[Start of DATA FOR THIS TASK]
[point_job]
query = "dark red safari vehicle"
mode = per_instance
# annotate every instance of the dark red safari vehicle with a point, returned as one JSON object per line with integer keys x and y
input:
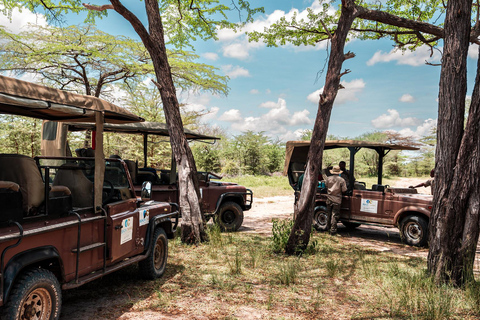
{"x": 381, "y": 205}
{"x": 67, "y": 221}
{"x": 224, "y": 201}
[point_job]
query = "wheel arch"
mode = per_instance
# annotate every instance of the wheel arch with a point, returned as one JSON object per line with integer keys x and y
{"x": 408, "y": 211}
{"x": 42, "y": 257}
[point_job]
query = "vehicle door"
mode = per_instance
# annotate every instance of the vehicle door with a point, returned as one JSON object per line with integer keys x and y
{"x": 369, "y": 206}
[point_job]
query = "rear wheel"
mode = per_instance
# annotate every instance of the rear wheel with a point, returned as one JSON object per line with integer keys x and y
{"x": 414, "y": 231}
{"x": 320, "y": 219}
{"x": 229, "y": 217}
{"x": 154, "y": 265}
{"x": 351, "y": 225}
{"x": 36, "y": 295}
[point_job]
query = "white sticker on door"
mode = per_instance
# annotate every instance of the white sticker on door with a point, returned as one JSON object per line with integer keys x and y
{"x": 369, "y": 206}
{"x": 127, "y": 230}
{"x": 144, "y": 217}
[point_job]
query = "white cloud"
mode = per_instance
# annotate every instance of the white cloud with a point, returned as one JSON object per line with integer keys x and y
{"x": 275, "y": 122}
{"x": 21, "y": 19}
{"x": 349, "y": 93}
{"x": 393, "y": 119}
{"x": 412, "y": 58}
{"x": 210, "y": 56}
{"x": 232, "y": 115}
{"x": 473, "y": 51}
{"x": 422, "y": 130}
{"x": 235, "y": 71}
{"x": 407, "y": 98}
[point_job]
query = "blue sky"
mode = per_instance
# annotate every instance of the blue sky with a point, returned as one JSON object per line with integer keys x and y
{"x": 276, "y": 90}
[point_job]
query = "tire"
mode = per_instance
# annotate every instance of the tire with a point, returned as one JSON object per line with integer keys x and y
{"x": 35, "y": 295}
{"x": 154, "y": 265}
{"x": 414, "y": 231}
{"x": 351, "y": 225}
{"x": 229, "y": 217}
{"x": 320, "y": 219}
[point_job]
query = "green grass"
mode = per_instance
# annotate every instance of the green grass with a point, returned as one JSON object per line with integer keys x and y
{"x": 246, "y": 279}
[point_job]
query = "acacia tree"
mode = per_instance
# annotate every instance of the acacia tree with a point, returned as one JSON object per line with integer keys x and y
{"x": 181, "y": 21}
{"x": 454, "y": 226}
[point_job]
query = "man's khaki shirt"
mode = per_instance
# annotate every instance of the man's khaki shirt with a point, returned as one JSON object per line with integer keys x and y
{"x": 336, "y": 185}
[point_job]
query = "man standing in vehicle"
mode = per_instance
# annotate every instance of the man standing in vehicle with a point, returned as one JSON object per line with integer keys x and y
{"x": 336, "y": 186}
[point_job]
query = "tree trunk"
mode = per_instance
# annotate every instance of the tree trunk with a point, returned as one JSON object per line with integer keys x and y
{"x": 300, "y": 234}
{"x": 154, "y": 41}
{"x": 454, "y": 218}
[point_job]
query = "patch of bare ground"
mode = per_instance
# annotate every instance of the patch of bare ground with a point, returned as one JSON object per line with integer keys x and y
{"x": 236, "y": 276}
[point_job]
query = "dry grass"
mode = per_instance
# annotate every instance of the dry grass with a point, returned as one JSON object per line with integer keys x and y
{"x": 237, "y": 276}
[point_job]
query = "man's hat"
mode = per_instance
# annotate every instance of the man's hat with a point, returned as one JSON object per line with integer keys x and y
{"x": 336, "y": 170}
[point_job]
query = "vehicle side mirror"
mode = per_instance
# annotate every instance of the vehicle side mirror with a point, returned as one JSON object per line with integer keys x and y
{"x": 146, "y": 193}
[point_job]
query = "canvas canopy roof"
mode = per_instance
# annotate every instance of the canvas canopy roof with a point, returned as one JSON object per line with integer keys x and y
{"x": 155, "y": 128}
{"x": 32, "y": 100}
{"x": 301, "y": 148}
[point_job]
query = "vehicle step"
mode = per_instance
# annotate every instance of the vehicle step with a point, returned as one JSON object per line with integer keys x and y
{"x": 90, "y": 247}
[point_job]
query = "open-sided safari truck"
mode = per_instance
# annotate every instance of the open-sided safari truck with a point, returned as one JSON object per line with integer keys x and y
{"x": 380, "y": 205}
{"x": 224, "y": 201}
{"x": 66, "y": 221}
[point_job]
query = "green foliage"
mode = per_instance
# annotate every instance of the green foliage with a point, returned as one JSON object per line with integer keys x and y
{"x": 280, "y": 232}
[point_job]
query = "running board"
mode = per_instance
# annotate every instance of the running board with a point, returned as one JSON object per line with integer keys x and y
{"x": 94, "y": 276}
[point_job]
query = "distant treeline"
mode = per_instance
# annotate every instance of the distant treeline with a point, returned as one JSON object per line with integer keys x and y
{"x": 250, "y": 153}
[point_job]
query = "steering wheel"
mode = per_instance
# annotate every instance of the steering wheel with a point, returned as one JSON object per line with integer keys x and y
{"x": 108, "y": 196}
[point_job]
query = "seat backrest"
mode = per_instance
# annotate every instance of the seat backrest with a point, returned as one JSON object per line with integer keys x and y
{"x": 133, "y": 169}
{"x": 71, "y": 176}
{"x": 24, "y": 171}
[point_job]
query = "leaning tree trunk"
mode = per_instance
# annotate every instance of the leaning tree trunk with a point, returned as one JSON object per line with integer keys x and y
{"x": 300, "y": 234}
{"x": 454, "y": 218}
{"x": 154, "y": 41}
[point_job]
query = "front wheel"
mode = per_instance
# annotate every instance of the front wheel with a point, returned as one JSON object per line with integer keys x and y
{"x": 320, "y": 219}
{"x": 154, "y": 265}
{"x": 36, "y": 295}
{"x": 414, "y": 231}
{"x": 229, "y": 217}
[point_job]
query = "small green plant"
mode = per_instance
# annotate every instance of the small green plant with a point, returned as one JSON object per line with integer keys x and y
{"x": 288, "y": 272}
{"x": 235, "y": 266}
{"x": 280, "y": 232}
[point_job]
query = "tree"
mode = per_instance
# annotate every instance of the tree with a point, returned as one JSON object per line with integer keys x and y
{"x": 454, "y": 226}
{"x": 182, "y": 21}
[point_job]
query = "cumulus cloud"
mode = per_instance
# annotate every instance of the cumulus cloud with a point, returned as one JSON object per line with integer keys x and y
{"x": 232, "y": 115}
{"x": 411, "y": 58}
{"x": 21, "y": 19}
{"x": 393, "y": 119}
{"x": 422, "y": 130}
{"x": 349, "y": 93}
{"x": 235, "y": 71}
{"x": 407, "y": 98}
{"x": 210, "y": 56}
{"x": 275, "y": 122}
[End of DATA FOR THIS TASK]
[Start of DATA FOR THIS TASK]
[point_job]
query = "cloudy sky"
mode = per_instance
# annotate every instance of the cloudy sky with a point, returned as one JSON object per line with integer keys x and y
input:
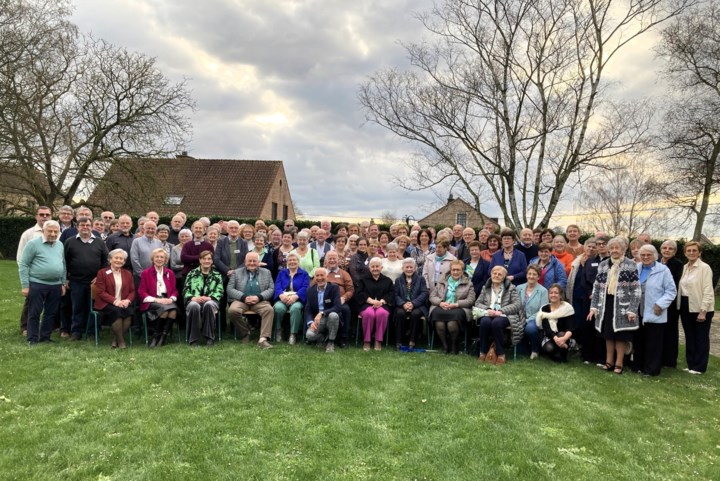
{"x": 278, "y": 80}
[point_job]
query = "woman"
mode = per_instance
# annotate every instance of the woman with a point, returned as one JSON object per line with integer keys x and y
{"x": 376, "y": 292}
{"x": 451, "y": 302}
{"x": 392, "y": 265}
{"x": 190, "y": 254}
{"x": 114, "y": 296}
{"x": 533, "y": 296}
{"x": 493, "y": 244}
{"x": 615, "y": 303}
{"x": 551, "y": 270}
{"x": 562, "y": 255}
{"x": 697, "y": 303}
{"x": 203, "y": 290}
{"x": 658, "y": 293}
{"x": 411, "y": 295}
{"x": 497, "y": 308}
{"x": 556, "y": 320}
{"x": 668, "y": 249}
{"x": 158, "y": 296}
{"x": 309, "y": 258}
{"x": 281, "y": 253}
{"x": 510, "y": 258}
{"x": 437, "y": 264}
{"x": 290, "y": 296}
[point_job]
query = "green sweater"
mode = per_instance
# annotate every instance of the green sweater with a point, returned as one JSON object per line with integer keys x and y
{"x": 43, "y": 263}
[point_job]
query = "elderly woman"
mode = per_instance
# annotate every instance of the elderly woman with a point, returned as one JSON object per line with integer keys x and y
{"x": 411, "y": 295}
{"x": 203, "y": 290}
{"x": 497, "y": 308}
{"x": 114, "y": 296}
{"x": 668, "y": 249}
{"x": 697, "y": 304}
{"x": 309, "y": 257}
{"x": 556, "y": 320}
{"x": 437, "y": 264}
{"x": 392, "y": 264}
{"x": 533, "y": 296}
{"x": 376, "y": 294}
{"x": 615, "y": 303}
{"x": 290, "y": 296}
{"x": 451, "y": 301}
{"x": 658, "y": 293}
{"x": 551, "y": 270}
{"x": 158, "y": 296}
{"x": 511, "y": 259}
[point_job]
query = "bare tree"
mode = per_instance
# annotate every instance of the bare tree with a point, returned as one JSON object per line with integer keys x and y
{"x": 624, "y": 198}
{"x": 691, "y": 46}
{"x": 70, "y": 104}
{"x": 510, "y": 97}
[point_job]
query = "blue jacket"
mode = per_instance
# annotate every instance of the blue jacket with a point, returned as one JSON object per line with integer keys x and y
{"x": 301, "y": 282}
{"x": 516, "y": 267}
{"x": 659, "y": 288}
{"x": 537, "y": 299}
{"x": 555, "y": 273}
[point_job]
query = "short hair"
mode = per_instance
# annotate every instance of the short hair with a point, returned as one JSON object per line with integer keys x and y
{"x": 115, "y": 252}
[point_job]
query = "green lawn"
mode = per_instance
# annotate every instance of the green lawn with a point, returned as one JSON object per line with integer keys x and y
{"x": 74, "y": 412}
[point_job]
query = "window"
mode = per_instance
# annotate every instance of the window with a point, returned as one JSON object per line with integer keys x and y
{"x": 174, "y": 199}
[End of DATA FOR THIS TASK]
[Start of DATA FOR THIS TASK]
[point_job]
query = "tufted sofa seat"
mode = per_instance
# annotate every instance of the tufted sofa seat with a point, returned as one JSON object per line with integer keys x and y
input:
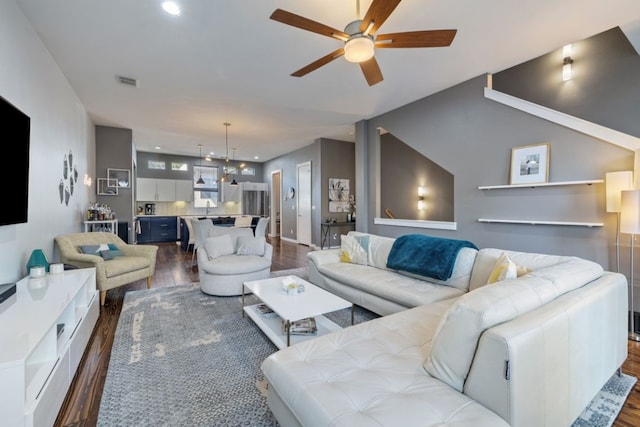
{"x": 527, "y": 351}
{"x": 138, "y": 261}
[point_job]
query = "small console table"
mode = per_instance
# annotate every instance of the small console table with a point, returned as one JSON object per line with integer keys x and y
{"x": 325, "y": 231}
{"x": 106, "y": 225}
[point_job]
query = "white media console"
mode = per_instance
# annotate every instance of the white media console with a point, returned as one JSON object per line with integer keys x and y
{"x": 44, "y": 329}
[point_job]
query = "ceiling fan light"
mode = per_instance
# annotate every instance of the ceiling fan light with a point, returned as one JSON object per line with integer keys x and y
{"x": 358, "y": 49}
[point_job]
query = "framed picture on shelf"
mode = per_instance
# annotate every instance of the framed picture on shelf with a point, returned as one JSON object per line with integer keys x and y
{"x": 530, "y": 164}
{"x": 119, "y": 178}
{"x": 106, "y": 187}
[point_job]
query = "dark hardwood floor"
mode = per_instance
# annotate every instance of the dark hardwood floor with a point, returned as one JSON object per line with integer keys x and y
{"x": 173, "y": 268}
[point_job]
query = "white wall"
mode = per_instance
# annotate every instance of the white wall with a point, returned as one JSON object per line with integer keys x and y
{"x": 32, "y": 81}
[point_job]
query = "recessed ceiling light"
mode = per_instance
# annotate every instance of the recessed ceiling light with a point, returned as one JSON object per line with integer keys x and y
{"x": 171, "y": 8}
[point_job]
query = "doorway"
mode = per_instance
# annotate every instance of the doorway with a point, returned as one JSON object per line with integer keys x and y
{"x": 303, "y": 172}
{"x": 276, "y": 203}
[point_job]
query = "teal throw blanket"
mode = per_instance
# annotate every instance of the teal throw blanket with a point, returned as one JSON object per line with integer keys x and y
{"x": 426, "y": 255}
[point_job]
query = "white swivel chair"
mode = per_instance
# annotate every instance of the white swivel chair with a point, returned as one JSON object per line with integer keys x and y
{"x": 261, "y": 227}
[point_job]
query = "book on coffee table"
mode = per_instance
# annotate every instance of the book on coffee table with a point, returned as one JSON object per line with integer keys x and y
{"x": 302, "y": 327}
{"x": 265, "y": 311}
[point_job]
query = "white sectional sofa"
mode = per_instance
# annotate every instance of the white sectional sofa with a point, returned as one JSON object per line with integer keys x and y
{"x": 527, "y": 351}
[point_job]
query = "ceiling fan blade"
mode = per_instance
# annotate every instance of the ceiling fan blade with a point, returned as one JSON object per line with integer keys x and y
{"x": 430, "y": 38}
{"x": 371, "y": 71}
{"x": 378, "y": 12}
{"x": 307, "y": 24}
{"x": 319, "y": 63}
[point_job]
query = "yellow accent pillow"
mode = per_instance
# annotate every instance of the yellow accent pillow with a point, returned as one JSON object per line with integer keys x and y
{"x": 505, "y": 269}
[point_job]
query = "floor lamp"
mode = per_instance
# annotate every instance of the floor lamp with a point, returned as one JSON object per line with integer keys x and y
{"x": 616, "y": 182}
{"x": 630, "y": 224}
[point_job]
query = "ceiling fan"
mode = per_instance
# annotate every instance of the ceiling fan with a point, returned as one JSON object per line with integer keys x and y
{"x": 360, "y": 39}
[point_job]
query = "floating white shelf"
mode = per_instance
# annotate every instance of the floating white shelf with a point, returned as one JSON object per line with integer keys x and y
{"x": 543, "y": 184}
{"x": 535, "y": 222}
[End of DATA FOR THIS TASK]
**THE REQUEST:** Extract every line of the data above that contains the word "tufted".

**EXERCISE ANSWER:**
query = "tufted sofa seat"
# annotate every instance of the tufted sofa seat with a point, returned as one JSON object per line with integer keys x and y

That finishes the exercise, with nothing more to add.